Text block →
########

We love both Cancun and St. Maarten. They are very different and provide for a varied vacation experience.

When you visit the beaches in SXM, you will need a chair and an umbrella (at least we always did). You can either rent them every day, buy them once you get to the island, or throw them in as extra baggage. Although, now that they are charging per piece of luggage - that may no longer be an option.

The nice thing about having your own chair/umbrella to lug around is that if opt to visit more than one beach per day, you won't have to pay two rental fees.

The food on the island is amazing. The beaches are phenomenal.

It's more work with kids than Cancun is - but for the adults - SXM wins hands down as far as I'm concerned (and we are Cancun lovers..)


----------



## timesharejunkie4 (Jun 10, 2008)

Janis said:


> We love both Cancun and St. Maarten. They are very different and provide for a varied vacation experience.
> 
> When you visit the beaches in SXM, you will need a chair and an umbrella (at least we always did). You can either rent them every day, buy them once you get to the island, or throw them in as extra baggage. Although, now that they are charging per piece of luggage - that may no longer be an option.
> 
> ...


----------



## Kal (Jun 10, 2008)

Aldo said:


> The chance that anything left in a rental car on St. Maarten will get stolen is somewhere between 99.99 and 100%. This includes spare tires and jacks.

########

What is asked →
1 - Repeat the part of the St. Maarten travel thread starting at "The nice thing" and ending at "beaches are phenomenal.".
2 - Carry on the St. Maarten travel thread from the point where it stops.
The records have nothing to do with this.

Entries supplied →
########

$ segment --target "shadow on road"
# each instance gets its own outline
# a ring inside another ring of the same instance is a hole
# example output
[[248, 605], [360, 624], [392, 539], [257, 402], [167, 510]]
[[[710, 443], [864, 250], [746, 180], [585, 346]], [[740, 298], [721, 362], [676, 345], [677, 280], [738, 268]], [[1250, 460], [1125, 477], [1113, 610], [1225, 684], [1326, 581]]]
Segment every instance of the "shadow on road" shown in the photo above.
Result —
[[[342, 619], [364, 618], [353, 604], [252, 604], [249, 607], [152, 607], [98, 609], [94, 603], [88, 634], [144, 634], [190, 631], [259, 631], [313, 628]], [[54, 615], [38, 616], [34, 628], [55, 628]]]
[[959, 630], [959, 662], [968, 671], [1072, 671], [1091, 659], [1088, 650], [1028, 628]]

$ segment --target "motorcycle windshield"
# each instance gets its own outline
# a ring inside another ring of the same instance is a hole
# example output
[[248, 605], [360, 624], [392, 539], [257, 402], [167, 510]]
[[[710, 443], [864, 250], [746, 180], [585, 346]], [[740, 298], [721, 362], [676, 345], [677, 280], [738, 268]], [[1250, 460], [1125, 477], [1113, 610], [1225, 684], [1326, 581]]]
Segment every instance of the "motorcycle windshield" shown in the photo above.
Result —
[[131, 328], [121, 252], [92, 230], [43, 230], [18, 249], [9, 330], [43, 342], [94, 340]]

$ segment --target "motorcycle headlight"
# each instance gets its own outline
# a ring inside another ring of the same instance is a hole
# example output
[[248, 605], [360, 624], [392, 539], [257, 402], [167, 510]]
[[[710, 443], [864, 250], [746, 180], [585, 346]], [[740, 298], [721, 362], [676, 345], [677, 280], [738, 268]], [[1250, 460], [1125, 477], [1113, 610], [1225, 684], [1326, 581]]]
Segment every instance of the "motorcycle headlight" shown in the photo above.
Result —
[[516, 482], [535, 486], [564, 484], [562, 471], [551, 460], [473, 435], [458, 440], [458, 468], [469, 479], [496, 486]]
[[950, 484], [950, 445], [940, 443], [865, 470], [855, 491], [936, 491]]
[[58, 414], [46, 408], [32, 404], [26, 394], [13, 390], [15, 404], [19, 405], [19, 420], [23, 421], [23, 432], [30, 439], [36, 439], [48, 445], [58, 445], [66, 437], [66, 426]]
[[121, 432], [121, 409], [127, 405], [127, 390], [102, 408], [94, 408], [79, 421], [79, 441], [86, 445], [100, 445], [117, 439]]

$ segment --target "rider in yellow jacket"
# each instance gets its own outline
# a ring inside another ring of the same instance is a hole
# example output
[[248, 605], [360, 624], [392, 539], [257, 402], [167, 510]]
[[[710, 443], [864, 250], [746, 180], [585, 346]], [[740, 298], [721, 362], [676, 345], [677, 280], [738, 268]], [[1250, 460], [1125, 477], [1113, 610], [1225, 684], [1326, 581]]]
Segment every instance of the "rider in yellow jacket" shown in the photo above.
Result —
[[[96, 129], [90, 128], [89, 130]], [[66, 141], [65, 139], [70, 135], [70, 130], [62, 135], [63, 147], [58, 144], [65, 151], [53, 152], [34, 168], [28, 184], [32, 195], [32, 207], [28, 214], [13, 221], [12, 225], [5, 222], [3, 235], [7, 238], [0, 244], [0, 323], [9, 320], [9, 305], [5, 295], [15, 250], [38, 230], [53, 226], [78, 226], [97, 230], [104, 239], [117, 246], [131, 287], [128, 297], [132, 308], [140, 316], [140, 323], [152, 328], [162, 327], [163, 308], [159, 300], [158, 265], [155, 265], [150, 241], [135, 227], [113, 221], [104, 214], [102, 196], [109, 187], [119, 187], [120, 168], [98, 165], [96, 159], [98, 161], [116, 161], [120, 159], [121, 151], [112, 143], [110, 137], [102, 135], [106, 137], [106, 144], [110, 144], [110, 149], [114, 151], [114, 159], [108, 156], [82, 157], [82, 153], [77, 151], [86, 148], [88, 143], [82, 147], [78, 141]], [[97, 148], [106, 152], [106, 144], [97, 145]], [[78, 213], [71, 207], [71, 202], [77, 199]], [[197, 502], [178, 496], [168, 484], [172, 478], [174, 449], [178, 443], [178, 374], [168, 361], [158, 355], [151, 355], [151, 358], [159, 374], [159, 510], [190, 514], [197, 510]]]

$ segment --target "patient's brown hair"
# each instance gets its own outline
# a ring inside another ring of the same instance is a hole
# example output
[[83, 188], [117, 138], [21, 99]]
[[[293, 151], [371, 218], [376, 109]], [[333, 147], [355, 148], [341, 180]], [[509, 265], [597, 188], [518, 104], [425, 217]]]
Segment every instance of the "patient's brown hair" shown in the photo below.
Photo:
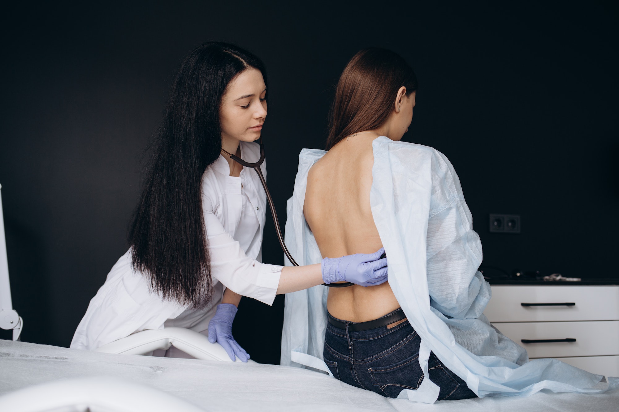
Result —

########

Replies →
1 -
The nice thing about having your own chair/umbrella to lug around is that if opt to visit more than one beach per day, you won't have to pay two rental fees.

The food on the island is amazing. The beaches are phenomenal.

2 -
My Dad always told me "never say always".  There have been many, many times when I left stuff in the rental car and it was not stolen.  Of course I'm not saying it was highly valuable "stuff", but still stuff that I wouldn't like to lose.


----------



## Malibu Sky (Jun 13, 2008)

I have the same resort on hold right now with RCI as a trade for August 24, but am a bit concerned about the hurricane situation...is this island a prime hurricane target?  Does anyone know if we will be guaranteed a "bad" room as a trader...and how bad are the "bad" rooms.?  Any greasing the palms of the desk clerks possible at this resort.  Will 2 teens like it?

Just a few ????'s....Thanks


----------



## nerodog (Jun 14, 2008)

*if you are feeling ambitious... see some nearby islands*

Hi, we loved the island when we went and stayed next door at the Divi LIttle bay... you do need transport to get around tho. We enjoyed taking day trips to Anguilla and to neighboring St Barts... you should think about it since you can see and compare the islands.. liked the beaches , very nice and beautiful views everywhere... there used to be a Java shop which sold Indonesian prints on very cool material in downtown Philipsburg. Have fun !


----------



## stmartinfan (Jun 15, 2008)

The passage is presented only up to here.